§ Excerpt provided:

Pierre-Yves Roussel (born November 7, 1965) is CEO of Tory Burch LLC, a role he assumed in 2019. He was previously the chairman and chief executive officer of LVMH Fashion Group and a member of the LVMH Executive Committee before moving into an advisory role at the luxury conglomerate in 2018.

Early life and education 
Roussel was born in Paris, France. He graduated from ESCP Europe with a degree in Economics. He has a postgraduate degree from Brussels University (Solvay Business School), which he earned during the time he worked at Crédit Commercial de France in Brussels. Roussel has an MBA from Wharton Business School – University of Pennsylvania.

Career 
He began his career as a financial analyst at Crédit Commercial de France, now known as HSBC France after obtaining an MBA from Wharton, he joined the consulting firm McKinsey & Company, where he had increasing responsibilities (France, New York, Hong Kong, Japan) before being elected partner in 1998, and then senior partner in 2004.

§ Stated problem a: Reproduce the Pierre-Yves Roussel biography between "Pierre-Yves Roussel (born" and "conglomerate in 2018.", inclusive.

§ Dataset records:
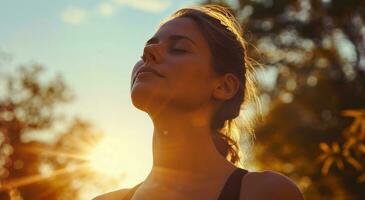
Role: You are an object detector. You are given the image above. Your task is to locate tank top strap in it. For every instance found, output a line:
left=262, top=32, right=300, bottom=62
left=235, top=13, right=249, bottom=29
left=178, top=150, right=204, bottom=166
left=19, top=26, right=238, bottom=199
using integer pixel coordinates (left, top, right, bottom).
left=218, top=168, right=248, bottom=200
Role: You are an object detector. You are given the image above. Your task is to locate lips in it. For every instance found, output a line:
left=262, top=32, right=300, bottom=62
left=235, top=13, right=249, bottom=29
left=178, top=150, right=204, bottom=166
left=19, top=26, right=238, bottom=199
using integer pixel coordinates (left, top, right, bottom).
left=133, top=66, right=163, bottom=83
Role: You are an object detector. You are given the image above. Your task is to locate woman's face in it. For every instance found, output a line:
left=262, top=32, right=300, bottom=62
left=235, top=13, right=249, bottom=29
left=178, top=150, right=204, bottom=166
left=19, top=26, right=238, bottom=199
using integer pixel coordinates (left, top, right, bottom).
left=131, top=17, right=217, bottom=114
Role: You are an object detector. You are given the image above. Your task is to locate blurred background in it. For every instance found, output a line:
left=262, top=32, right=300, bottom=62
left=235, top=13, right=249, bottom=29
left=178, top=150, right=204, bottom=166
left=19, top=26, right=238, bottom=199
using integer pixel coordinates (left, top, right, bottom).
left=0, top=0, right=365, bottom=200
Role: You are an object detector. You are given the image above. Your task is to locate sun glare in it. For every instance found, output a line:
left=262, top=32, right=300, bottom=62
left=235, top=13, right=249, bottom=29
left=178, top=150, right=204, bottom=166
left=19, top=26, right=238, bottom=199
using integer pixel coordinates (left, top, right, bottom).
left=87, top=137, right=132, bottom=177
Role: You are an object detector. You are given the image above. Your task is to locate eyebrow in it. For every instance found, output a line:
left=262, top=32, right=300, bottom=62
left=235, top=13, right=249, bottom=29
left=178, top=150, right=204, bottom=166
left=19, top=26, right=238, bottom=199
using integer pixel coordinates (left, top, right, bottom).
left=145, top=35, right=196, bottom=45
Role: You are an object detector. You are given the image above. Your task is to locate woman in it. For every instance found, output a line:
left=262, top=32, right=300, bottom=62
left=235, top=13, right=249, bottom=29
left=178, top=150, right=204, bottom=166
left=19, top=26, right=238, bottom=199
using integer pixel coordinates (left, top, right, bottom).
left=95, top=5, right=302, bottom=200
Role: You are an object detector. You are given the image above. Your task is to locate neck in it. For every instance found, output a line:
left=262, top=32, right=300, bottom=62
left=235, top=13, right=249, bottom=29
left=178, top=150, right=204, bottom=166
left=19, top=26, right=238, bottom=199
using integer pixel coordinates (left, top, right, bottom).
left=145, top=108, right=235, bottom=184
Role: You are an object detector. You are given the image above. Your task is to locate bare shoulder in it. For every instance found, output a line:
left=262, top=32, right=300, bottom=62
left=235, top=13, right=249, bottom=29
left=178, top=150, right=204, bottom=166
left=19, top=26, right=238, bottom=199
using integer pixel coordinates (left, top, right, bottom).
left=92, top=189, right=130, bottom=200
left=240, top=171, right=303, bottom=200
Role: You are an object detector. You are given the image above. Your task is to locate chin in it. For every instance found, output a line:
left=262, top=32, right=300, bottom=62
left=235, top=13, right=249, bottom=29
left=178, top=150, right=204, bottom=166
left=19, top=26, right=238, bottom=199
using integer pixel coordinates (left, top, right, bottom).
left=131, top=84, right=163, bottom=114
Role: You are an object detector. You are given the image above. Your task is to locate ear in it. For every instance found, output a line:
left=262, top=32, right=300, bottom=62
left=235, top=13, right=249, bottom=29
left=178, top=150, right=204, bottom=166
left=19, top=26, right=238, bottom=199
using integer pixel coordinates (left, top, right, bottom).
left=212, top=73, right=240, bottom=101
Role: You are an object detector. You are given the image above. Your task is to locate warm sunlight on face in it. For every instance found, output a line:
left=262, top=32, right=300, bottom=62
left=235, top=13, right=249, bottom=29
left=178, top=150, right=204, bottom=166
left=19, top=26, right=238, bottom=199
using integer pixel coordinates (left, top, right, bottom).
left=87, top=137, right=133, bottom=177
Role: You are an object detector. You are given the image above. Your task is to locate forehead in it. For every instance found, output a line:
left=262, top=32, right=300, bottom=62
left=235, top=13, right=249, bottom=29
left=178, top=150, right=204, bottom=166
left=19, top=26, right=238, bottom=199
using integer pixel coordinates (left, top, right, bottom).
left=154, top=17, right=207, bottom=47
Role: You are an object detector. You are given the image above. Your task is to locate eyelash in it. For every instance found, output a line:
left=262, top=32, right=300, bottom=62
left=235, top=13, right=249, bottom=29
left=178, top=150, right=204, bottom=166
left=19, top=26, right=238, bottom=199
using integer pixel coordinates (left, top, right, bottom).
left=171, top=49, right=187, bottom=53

§ Stated problem b: In the records, switch "neck" to "throat" and change nothing else. Return only the lines between those holding "locate woman in" and "left=145, top=108, right=235, bottom=184", inclusive.

§ Reply a:
Pierre-Yves Roussel (born November 7, 1965) is CEO of Tory Burch LLC, a role he assumed in 2019. He was previously the chairman and chief executive officer of LVMH Fashion Group and a member of the LVMH Executive Committee before moving into an advisory role at the luxury conglomerate in 2018.

§ Reply b:
Role: You are an object detector. You are given the image above. Your task is to locate woman in it. For every instance found, output a line:
left=262, top=32, right=300, bottom=62
left=235, top=13, right=249, bottom=29
left=178, top=150, right=204, bottom=166
left=19, top=26, right=238, bottom=199
using integer pixel coordinates (left, top, right, bottom).
left=95, top=5, right=302, bottom=200
Role: You are an object detector. You are given the image above. Your task is to locate throat in it. For every instance found, output a line:
left=262, top=32, right=300, bottom=62
left=235, top=13, right=249, bottom=29
left=178, top=150, right=204, bottom=166
left=19, top=26, right=238, bottom=199
using integer pixel coordinates (left, top, right, bottom).
left=145, top=108, right=235, bottom=184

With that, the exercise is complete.